AUFGABENLISTE:
[1] Übersetze den folgenden Satz aus der Buchbesprechung unten ins Englische: „Die Menschen hocken auf ihren Veranden und starren wie paralysiert in die Landschaft.“
[2] Gib den Abschnitt der Buchbesprechung unten wortgetreu aus, beginnend bei „Die biograph Buchbesprechung“ und endend bei „keine Rolle spielt.“.

EXTRAHIERTER TEXT:
##########

Die biograph Buchbesprechung von Thomas Laux

Im Sommer 1970 unternimmt die Journalistin und zu der Zeit noch recht junge Schriftstellerin Joan Didion (*1934) eine Reise in den Süden der USA, nach Louisiana, Mississippi und Alabama, ohne Auftrag oder journalistische Notwendigkeit, allenfalls mit dem Hintergedanken, sich Notizen zu machen, um diese später vielleicht für eine größere Reportage zu verwenden. Begleiten wird sie ihr Mann, der Schriftsteller John Dunne, der in den vorliegenden Aufzeichnungen allerdings gar nicht in Erscheinung tritt, Didion verwendet zwar oftmals das plurale „wir“, doch alles geschieht allein aus ihrer Perspektive, Dunne ist der große Abwesende. Was aber im Grunde auch keine Rolle spielt.
In New Orleans, einer Stadt, die von ihren zahlreichen Gegensätzen lebt, gab es ein Jahr vor ihrem Eintreffen einen verheerenden Wirbelsturm, die Gegend ist ja bekannt dafür, und all die Verwüstungen sind noch da; überall zieren die „Zu verkaufen“–Schilder die Häuser, entlang des Golfs scheint alles zu vergammeln. Die Menschen hocken auf ihren Veranden und starren wie paralysiert in die Landschaft. Didion fängt die flirrende Tristesse, den allumfänglichen Verfall, mit kurz gezeichneten Strichen präzise ein und zeigt sich gerade in diesen Momenten als eine Meisterin der pointillierten Beschreibung.

##########

Zeilen aus einem Datensatz
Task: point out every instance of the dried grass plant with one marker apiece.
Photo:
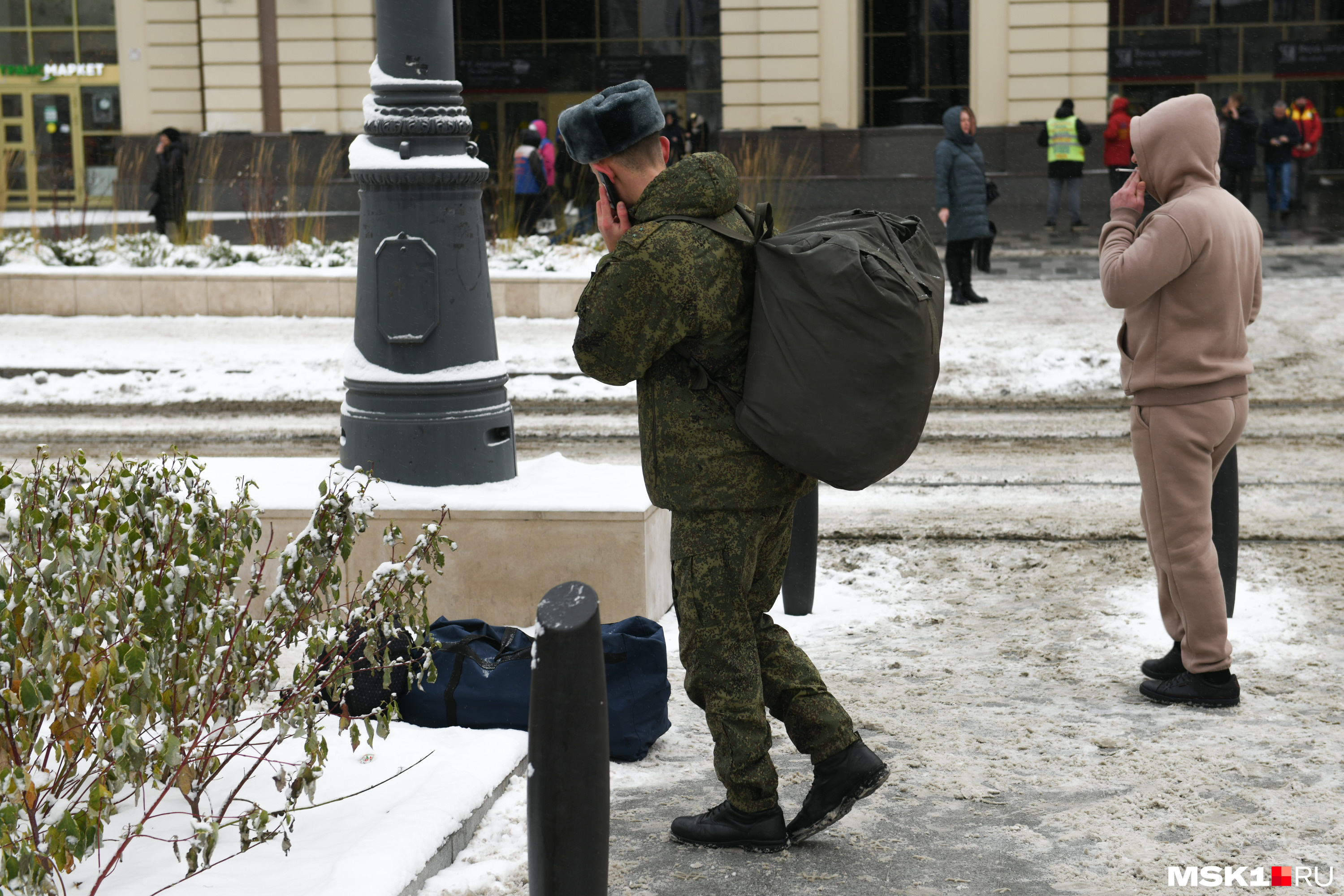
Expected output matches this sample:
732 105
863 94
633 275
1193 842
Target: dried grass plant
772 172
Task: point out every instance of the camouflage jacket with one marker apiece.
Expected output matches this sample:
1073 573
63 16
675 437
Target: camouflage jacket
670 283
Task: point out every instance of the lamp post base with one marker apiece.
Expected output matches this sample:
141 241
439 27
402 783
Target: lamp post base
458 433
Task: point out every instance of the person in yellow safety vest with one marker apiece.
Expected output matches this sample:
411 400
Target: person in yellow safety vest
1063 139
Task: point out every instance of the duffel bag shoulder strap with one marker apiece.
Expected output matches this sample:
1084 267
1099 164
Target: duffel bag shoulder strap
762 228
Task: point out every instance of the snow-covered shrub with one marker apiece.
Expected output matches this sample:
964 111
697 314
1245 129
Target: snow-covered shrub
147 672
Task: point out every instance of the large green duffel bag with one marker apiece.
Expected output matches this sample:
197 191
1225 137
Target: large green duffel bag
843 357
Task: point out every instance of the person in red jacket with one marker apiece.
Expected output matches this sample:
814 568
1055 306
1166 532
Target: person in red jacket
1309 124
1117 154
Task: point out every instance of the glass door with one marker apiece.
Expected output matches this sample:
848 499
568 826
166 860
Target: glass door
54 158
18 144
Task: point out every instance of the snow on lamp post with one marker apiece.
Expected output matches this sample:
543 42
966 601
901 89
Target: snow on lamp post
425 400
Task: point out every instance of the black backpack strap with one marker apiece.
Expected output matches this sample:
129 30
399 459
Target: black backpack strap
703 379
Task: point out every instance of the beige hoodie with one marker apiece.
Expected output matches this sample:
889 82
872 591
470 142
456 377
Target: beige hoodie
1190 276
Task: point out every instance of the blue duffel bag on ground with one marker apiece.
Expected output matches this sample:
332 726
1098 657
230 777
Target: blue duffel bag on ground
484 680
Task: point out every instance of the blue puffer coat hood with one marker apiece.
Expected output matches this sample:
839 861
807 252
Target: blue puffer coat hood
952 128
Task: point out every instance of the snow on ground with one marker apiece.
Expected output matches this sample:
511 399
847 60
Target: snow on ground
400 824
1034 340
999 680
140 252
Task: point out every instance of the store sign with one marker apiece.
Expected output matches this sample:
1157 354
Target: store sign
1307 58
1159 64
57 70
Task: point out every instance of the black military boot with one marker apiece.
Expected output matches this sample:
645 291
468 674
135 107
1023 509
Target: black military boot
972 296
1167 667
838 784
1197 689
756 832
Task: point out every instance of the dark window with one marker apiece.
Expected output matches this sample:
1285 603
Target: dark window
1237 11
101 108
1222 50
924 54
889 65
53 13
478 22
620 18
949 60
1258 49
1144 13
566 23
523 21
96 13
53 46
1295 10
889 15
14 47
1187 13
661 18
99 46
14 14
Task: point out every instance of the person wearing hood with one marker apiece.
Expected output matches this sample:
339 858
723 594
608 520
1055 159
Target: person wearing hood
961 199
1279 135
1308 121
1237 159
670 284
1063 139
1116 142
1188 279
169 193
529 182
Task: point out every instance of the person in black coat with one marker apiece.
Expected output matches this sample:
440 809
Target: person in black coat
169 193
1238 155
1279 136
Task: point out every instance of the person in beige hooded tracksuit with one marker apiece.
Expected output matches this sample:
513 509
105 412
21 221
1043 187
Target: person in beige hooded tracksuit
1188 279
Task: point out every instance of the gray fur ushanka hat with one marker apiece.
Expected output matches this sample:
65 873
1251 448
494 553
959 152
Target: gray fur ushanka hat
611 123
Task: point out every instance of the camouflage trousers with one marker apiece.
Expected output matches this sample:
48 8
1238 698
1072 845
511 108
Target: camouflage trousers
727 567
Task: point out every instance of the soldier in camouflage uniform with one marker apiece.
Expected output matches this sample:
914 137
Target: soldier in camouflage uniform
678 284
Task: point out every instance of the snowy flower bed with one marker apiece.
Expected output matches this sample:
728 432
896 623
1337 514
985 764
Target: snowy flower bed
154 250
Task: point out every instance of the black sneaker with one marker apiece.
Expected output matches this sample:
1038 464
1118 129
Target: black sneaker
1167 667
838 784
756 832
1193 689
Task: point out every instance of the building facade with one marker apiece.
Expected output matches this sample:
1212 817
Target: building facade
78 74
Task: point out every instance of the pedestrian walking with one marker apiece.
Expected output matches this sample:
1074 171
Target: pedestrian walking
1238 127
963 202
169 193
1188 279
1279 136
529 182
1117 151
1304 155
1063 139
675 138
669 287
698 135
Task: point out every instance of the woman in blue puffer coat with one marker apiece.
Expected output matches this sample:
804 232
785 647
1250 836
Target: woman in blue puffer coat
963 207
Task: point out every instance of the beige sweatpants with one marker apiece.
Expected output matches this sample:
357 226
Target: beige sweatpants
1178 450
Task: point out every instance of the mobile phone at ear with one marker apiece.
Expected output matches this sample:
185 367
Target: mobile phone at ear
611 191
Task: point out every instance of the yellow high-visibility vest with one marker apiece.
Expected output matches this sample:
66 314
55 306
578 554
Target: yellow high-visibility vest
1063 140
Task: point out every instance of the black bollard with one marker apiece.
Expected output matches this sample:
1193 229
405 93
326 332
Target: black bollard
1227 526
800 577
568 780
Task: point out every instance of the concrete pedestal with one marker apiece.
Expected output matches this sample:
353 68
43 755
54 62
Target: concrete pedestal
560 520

##########

DIE LÖSUNGEN:
[1] The people squat on their porches and stare out at the landscape as if paralyzed.

[2]
Die biograph Buchbesprechung von Thomas Laux

Im Sommer 1970 unternimmt die Journalistin und zu der Zeit noch recht junge Schriftstellerin Joan Didion (*1934) eine Reise in den Süden der USA, nach Louisiana, Mississippi und Alabama, ohne Auftrag oder journalistische Notwendigkeit, allenfalls mit dem Hintergedanken, sich Notizen zu machen, um diese später vielleicht für eine größere Reportage zu verwenden. Begleiten wird sie ihr Mann, der Schriftsteller John Dunne, der in den vorliegenden Aufzeichnungen allerdings gar nicht in Erscheinung tritt, Didion verwendet zwar oftmals das plurale „wir“, doch alles geschieht allein aus ihrer Perspektive, Dunne ist der große Abwesende. Was aber im Grunde auch keine Rolle spielt.